-- start of STORED ROWS --
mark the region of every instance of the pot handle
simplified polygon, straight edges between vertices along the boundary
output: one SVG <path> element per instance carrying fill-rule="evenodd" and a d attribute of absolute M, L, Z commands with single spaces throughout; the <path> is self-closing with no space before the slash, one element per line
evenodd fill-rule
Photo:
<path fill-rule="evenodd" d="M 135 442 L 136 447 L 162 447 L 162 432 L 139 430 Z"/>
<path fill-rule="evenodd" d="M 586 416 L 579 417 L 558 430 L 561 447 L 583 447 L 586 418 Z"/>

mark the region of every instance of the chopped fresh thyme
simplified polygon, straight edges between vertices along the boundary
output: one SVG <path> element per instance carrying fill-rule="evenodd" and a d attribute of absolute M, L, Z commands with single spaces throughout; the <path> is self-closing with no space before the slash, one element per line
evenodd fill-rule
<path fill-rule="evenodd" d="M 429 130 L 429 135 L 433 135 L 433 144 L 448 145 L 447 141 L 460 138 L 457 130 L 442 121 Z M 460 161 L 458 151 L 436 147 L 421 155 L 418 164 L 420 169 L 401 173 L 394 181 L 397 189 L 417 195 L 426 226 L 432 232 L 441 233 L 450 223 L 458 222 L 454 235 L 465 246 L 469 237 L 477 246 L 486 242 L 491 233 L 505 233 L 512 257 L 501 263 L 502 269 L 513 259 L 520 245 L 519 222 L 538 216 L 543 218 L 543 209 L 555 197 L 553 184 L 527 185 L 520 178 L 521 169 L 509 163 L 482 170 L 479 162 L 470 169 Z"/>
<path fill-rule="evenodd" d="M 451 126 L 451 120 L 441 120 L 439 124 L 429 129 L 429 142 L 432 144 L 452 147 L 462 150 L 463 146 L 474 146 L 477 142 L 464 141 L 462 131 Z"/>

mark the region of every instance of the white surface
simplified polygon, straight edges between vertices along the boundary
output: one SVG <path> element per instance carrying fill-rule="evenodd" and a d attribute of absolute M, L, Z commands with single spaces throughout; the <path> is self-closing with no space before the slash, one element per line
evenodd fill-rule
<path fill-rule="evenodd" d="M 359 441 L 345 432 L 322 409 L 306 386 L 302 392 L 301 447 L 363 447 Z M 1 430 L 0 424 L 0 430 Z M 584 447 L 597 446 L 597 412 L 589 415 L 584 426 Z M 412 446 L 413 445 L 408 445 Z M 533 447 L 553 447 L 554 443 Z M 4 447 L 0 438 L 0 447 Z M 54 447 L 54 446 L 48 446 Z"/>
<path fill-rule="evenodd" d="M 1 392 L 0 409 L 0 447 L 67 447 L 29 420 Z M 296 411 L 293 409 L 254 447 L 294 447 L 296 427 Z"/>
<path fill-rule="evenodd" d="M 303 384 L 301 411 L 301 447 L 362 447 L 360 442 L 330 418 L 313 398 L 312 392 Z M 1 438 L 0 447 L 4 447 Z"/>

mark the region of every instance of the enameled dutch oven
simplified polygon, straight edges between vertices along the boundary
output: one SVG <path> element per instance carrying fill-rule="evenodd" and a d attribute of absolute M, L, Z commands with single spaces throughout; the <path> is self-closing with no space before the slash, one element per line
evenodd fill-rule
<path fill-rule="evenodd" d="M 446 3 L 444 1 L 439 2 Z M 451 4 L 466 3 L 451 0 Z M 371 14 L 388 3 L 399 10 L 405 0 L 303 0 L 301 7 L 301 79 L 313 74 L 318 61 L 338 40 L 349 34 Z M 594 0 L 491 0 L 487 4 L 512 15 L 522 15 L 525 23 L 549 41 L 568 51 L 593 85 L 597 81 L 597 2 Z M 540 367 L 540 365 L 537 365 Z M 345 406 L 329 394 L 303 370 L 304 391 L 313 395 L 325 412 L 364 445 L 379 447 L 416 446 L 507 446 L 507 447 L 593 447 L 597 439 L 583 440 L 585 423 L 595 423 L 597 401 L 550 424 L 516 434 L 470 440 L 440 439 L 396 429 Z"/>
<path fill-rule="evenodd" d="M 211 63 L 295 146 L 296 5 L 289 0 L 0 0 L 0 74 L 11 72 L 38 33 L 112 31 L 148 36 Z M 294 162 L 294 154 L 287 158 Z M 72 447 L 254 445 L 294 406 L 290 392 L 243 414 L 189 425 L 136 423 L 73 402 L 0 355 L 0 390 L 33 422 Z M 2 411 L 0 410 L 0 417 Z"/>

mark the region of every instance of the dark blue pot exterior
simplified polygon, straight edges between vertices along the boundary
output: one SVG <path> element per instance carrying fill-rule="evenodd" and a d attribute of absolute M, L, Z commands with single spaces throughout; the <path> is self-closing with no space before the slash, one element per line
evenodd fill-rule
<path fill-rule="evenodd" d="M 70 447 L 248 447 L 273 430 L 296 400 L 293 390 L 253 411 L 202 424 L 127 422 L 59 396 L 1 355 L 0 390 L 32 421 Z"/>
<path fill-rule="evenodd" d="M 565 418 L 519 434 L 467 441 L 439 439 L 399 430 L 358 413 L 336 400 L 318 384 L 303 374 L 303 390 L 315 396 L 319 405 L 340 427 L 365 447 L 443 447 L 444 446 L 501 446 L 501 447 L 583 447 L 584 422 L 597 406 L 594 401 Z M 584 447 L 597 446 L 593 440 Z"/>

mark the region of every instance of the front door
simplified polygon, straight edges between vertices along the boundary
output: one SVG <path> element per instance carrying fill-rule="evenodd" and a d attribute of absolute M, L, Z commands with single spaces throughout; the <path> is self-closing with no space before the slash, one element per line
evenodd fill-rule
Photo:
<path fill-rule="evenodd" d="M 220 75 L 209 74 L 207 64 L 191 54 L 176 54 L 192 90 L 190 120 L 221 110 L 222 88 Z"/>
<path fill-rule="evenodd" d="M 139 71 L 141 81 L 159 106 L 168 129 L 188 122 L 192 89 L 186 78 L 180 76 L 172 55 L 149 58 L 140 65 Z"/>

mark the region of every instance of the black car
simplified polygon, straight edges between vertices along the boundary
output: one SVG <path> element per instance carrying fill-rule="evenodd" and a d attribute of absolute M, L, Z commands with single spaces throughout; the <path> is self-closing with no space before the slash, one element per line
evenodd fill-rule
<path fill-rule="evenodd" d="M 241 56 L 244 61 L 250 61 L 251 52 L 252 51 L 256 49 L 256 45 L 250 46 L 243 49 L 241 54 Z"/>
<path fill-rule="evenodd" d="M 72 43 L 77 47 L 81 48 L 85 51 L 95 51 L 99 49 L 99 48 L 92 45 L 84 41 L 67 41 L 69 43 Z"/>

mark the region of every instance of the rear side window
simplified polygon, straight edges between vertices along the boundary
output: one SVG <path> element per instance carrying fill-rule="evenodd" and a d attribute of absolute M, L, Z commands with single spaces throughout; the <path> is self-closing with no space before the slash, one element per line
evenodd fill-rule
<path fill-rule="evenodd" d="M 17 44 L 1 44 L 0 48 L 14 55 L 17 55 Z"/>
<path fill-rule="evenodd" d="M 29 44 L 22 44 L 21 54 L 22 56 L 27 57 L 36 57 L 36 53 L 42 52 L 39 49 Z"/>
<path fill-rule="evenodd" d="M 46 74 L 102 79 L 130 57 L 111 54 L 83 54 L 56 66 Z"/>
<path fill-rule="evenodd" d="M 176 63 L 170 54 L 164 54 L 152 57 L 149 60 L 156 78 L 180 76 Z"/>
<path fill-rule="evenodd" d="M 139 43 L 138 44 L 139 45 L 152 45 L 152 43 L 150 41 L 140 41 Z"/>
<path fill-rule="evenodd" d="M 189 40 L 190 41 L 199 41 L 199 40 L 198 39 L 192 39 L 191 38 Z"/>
-- end of STORED ROWS --
Copy each record from above without leaving any out.

mark the region of every instance of the pot handle
simplified polygon, straight edges between vertices along the boundary
output: one SVG <path> element per instance carrying fill-rule="evenodd" and a d attribute of absolute M, L, Z commands with single spaces throughout; the <path> is self-closing with no space before the slash, one element per line
evenodd fill-rule
Photo:
<path fill-rule="evenodd" d="M 135 442 L 136 447 L 162 447 L 162 432 L 139 430 Z"/>
<path fill-rule="evenodd" d="M 586 416 L 579 417 L 558 430 L 561 447 L 583 447 L 586 418 Z"/>

mark the region of every instance of the chopped fresh thyme
simplified polygon, straight edges between vertices along the boundary
output: one SVG <path> element per instance carrying fill-rule="evenodd" and a d attribute of absolute M, L, Z commands with single spaces throughout; the <path> is self-closing with no space before the slash, one element per line
evenodd fill-rule
<path fill-rule="evenodd" d="M 429 130 L 429 135 L 433 135 L 433 144 L 448 145 L 447 141 L 460 138 L 457 130 L 442 121 Z M 460 161 L 458 151 L 436 147 L 421 155 L 418 164 L 420 169 L 401 173 L 394 181 L 397 189 L 417 195 L 426 226 L 432 232 L 441 233 L 450 223 L 458 222 L 454 235 L 465 246 L 469 237 L 477 246 L 486 242 L 491 233 L 505 233 L 512 257 L 501 263 L 502 269 L 513 259 L 520 245 L 519 222 L 538 216 L 543 218 L 543 209 L 555 197 L 553 184 L 527 185 L 520 178 L 521 169 L 509 163 L 482 170 L 479 162 L 470 169 Z"/>
<path fill-rule="evenodd" d="M 451 126 L 451 120 L 441 120 L 439 124 L 429 129 L 429 142 L 432 144 L 452 147 L 462 150 L 463 146 L 474 146 L 477 142 L 464 141 L 462 131 Z"/>

mark the region of every instance of the white surface
simplified polygon, straight edges between vertices along the boundary
output: one SVG <path> element per instance carrying fill-rule="evenodd" and a d attribute of absolute M, L, Z commands with single spaces throughout; the <path> is self-closing with no space before the slash, one element per line
evenodd fill-rule
<path fill-rule="evenodd" d="M 359 441 L 345 432 L 322 409 L 306 386 L 302 392 L 301 447 L 363 447 Z M 1 430 L 0 424 L 0 430 Z M 584 447 L 597 446 L 597 412 L 589 415 L 584 426 Z M 412 446 L 413 445 L 408 445 Z M 533 447 L 553 447 L 554 443 Z M 4 447 L 0 438 L 0 447 Z M 54 447 L 54 446 L 48 446 Z"/>
<path fill-rule="evenodd" d="M 1 392 L 0 409 L 0 447 L 67 447 L 29 420 Z M 296 411 L 293 409 L 254 447 L 294 447 L 296 427 Z"/>
<path fill-rule="evenodd" d="M 303 384 L 301 411 L 301 447 L 362 447 L 360 442 L 330 418 L 313 398 L 312 392 Z M 1 438 L 0 447 L 4 447 Z"/>

mark the region of every instance of the enameled dutch oven
simplified polygon, straight edges between vertices along the boundary
output: one SVG <path> element per instance carrying fill-rule="evenodd" and a d attribute of absolute M, L, Z commands with single spaces throughout; the <path> is self-closing with no space before the slash, one element per line
evenodd fill-rule
<path fill-rule="evenodd" d="M 446 3 L 444 1 L 439 2 Z M 451 4 L 466 3 L 451 0 Z M 371 14 L 388 3 L 399 10 L 405 0 L 303 0 L 301 7 L 301 79 L 313 74 L 318 61 L 338 40 L 349 34 Z M 594 0 L 491 0 L 487 4 L 512 15 L 522 15 L 525 23 L 549 41 L 568 51 L 593 85 L 597 81 L 597 2 Z M 540 367 L 540 365 L 537 365 Z M 345 406 L 329 394 L 303 370 L 304 391 L 313 395 L 325 412 L 364 445 L 379 447 L 416 446 L 507 446 L 507 447 L 593 447 L 597 439 L 583 440 L 585 423 L 595 423 L 597 401 L 550 424 L 516 434 L 470 440 L 440 439 L 396 429 Z"/>
<path fill-rule="evenodd" d="M 211 63 L 295 146 L 296 5 L 289 0 L 0 0 L 0 74 L 11 72 L 38 33 L 112 31 L 148 36 Z M 294 162 L 294 154 L 287 158 Z M 72 447 L 254 445 L 294 406 L 290 392 L 243 414 L 189 425 L 136 423 L 73 402 L 0 355 L 0 390 L 33 422 Z M 2 411 L 0 410 L 0 417 Z"/>

mark the region of every instance of the dark blue pot exterior
simplified polygon, straight edges between vertices along the boundary
output: one SVG <path> element per instance carrying fill-rule="evenodd" and a d attribute of absolute M, L, Z commands with single spaces throughout; the <path> is self-closing with no space before the slash, one element per line
evenodd fill-rule
<path fill-rule="evenodd" d="M 70 447 L 248 447 L 273 430 L 296 400 L 293 390 L 253 411 L 202 424 L 127 422 L 59 396 L 1 355 L 0 390 L 32 421 Z"/>
<path fill-rule="evenodd" d="M 565 418 L 519 434 L 467 441 L 439 439 L 399 430 L 358 413 L 336 400 L 318 384 L 303 374 L 303 390 L 315 396 L 319 405 L 340 427 L 365 447 L 443 447 L 444 446 L 501 446 L 501 447 L 583 447 L 584 422 L 597 406 L 594 401 Z M 584 447 L 597 446 L 593 440 Z"/>

mark the region of every instance of the front door
simplified polygon, straight edges between vertices along the boundary
output: one SVG <path> element per instance carrying fill-rule="evenodd" and a d attribute of absolute M, L, Z commands with single spaces throughout; the <path> is self-closing with no space before the slash, one element per line
evenodd fill-rule
Photo:
<path fill-rule="evenodd" d="M 220 75 L 209 74 L 207 64 L 191 54 L 176 54 L 192 90 L 190 120 L 221 110 L 222 88 Z"/>
<path fill-rule="evenodd" d="M 139 71 L 141 81 L 159 106 L 168 129 L 188 122 L 192 89 L 186 78 L 180 76 L 172 55 L 149 58 L 140 65 Z"/>

mark the region of every instance of the black car
simplified polygon, straight edges between vertices along the boundary
output: one SVG <path> element per instance carrying fill-rule="evenodd" and a d attribute of absolute M, L, Z commands with single spaces throughout; the <path> is self-closing with no space before the slash, one element per line
evenodd fill-rule
<path fill-rule="evenodd" d="M 241 56 L 244 61 L 250 61 L 251 52 L 252 51 L 256 49 L 256 45 L 250 46 L 243 49 L 241 54 Z"/>
<path fill-rule="evenodd" d="M 72 43 L 77 47 L 81 48 L 85 51 L 95 51 L 99 49 L 99 48 L 92 45 L 84 41 L 67 41 L 69 43 Z"/>

mark the region of every instance of the rear side window
simplified polygon, straight edges between vertices along the boundary
output: one SVG <path> element per instance carrying fill-rule="evenodd" and a d attribute of absolute M, L, Z commands with single spaces throughout; the <path> is self-closing with no space before the slash, one element per line
evenodd fill-rule
<path fill-rule="evenodd" d="M 17 44 L 1 44 L 0 48 L 14 55 L 17 55 Z"/>
<path fill-rule="evenodd" d="M 29 44 L 22 44 L 21 54 L 22 56 L 27 57 L 36 57 L 36 53 L 42 52 L 39 49 Z"/>
<path fill-rule="evenodd" d="M 46 74 L 102 79 L 130 57 L 111 54 L 83 54 L 56 66 Z"/>
<path fill-rule="evenodd" d="M 176 63 L 170 54 L 164 54 L 152 57 L 149 60 L 156 78 L 180 76 Z"/>
<path fill-rule="evenodd" d="M 139 43 L 138 44 L 139 45 L 152 45 L 152 43 L 150 41 L 140 41 Z"/>
<path fill-rule="evenodd" d="M 189 40 L 190 41 L 199 41 L 199 40 L 198 39 L 192 39 L 191 38 Z"/>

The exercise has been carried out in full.